**THE TASK:** A single number is the expected answer: the count of lines in the listing that hold the word "Where".

**RECORDS FOR THIS TASK:**
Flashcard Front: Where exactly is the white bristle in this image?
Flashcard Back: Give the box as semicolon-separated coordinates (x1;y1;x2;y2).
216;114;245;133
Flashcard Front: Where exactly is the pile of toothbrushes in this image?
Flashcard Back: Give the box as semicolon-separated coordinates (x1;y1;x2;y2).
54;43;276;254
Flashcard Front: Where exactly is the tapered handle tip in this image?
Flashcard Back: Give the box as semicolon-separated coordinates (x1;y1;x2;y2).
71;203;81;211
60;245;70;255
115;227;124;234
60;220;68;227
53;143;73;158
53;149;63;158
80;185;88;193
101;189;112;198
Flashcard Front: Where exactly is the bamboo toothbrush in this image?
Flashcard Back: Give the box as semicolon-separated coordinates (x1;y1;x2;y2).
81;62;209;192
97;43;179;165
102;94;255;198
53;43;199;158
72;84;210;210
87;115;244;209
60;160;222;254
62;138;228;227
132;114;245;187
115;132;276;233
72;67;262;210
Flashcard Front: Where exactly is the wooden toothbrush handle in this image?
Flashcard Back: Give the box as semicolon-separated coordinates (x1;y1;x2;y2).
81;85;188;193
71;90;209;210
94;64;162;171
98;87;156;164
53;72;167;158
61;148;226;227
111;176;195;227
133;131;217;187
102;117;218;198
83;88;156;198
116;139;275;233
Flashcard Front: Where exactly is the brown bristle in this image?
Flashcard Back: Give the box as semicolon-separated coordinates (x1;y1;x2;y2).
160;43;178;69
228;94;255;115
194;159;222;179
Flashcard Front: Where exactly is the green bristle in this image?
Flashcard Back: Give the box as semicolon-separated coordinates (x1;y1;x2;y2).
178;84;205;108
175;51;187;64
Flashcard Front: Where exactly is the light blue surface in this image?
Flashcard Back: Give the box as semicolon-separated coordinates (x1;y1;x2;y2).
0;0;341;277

**TASK RESPONSE:** 8